— START Provided data —

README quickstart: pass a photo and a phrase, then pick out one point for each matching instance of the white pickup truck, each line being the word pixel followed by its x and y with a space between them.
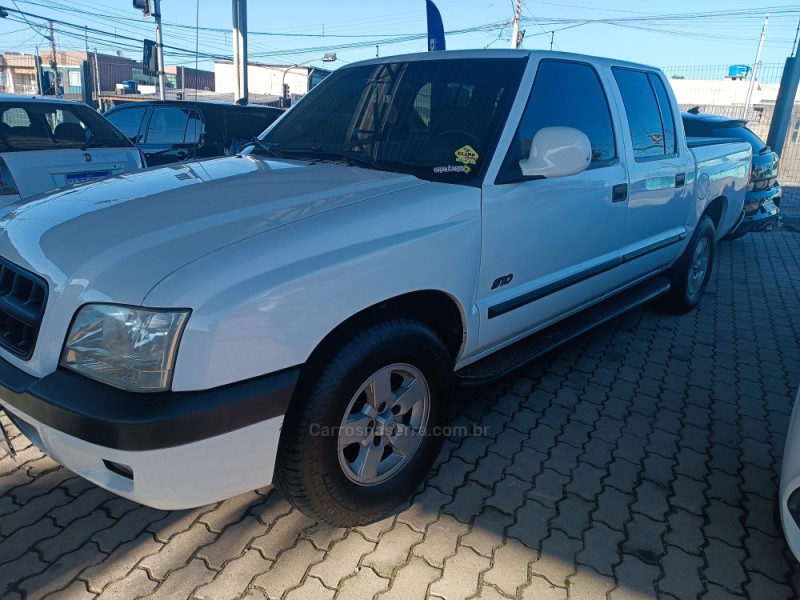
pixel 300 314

— END Provided data —
— START Provided data —

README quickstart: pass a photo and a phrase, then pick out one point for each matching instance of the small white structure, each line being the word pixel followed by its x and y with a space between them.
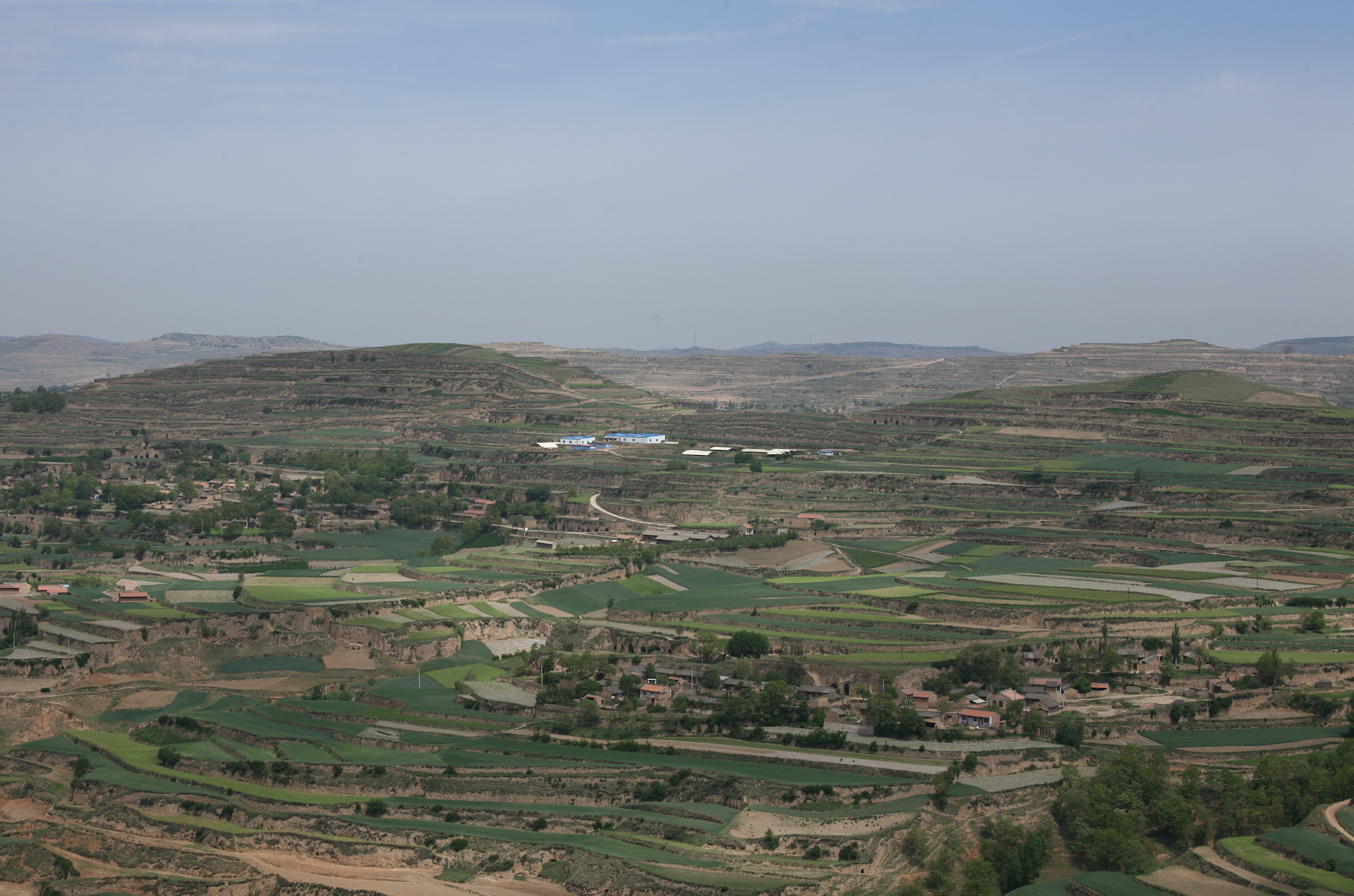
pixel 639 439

— END Provided data —
— START Provided data —

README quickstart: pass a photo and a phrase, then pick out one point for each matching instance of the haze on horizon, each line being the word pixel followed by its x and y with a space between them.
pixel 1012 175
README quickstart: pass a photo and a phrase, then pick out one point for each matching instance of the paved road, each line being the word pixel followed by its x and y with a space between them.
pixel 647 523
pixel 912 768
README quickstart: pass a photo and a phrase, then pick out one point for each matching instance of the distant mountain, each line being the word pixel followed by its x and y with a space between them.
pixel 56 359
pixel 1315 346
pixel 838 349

— END Provided data —

# Set task
Copy the lines word for word, starting at the line that contains "of the paved" and ending at the line that contains "pixel 838 349", with both of those lines included.

# Answer for the task
README quickstart: pass a photo and a phrase, then pick out one point for each matching instance of the paved road, each line being the word pixel followed by its x and y with a space between them.
pixel 647 523
pixel 912 768
README quickstart: pass a photo and a phrase, then pick out one point for each matching instance of the distant mountain, each line being the word pixel followed by its x and y with a space between them.
pixel 56 359
pixel 1315 346
pixel 838 349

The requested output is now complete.